WHAT IS REQUIRED: Exactly the lines from the one containing "Need: for every instance of the pink" through the end of the listing should be written out, both ends included, and nothing more.
——————————
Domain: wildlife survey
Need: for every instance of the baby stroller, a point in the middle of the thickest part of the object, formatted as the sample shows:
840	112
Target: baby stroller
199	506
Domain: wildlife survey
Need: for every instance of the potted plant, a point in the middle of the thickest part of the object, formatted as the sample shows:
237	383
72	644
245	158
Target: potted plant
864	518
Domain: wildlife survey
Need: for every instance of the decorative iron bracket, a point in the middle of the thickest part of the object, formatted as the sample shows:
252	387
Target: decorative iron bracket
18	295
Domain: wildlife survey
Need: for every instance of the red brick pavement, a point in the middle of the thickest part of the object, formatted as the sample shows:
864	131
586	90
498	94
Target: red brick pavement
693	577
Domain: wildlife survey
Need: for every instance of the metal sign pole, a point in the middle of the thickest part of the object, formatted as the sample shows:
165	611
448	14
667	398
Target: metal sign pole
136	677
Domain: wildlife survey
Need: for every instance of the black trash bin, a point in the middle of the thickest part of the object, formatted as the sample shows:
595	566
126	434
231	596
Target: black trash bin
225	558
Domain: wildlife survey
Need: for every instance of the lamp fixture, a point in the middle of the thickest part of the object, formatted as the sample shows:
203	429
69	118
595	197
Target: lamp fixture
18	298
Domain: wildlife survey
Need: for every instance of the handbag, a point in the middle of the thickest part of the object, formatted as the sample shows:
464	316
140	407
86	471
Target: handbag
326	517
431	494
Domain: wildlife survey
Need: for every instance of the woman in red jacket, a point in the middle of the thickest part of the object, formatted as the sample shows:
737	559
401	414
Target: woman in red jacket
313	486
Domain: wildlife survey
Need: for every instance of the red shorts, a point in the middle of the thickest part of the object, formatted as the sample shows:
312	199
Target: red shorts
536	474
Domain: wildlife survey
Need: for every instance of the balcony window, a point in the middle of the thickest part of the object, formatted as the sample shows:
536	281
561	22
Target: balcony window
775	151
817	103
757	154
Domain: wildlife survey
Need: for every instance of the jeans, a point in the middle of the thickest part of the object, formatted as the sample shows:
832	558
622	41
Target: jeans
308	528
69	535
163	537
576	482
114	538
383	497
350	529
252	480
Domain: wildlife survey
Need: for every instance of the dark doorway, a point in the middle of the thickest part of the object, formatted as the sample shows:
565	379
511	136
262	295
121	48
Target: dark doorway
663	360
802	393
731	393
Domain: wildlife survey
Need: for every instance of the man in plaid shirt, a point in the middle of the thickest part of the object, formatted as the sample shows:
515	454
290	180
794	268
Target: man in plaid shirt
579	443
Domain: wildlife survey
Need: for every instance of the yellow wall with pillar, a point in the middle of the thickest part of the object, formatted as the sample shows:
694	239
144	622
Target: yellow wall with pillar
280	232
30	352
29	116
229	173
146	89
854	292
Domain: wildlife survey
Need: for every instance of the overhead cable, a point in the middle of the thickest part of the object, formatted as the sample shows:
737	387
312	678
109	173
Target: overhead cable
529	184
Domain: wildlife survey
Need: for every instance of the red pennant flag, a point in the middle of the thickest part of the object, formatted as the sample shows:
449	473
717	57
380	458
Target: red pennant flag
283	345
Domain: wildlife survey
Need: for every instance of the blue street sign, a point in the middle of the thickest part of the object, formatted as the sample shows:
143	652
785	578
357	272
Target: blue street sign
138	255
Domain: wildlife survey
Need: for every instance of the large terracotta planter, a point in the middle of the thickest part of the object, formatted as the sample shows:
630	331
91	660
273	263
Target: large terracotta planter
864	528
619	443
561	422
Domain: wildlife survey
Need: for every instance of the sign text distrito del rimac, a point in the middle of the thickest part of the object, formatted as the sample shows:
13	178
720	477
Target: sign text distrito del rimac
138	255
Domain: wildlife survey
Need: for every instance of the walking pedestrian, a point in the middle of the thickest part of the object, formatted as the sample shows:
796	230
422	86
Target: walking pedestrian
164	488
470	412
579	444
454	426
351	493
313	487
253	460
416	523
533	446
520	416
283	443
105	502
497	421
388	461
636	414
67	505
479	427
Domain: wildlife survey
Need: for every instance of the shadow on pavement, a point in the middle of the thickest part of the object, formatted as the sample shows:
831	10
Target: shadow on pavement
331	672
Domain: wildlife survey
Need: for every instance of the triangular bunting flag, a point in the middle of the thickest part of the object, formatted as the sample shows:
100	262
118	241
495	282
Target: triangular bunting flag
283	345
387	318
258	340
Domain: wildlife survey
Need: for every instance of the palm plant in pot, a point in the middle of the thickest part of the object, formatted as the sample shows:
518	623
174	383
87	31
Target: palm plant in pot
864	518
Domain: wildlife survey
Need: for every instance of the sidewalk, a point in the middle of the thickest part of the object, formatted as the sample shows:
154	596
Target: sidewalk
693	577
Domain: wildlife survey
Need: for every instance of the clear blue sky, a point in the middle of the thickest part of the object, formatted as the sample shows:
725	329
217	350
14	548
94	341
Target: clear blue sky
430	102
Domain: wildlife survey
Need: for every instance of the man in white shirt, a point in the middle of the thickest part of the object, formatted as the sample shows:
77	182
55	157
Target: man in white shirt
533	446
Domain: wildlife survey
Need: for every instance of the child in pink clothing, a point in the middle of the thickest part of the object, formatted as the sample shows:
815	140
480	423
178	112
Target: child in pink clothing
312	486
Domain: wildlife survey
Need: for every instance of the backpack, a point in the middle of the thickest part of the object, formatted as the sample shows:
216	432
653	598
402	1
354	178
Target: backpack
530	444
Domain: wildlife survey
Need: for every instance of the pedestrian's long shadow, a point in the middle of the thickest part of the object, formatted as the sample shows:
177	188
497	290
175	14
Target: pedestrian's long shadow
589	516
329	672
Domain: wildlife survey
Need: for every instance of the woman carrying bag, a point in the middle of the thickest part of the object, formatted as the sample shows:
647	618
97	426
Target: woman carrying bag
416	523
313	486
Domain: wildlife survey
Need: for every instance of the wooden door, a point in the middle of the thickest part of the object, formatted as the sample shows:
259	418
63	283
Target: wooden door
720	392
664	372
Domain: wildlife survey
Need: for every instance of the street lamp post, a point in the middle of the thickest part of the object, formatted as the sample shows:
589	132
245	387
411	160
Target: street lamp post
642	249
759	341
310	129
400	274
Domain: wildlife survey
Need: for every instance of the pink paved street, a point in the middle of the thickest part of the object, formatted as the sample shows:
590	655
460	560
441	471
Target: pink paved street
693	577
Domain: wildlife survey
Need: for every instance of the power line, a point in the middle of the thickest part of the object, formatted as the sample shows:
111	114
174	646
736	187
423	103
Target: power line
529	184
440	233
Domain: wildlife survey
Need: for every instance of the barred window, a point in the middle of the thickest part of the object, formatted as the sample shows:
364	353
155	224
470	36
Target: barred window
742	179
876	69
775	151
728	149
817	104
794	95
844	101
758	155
——————————
EXERCISE RESULT:
Need: for every instance of the pink paved street, a point in the middle of the thickest part of the object, formatted as the sample shows:
590	655
460	560
441	471
Target: pink paved street
693	577
Domain: wildlife survey
Need: for every instance of the power line, a point in the middle of the thickest part of the object, formatted as the sample shows:
111	114
174	646
736	187
423	103
Target: power line
529	184
440	233
Domain: wildlife survey
Need: for every instance of the barred window, a point in the middle of the thickest part of the object, formatted as the sample shows:
364	353
155	224
470	36
Target: barred window
742	179
876	69
775	151
728	149
817	104
794	95
844	101
758	155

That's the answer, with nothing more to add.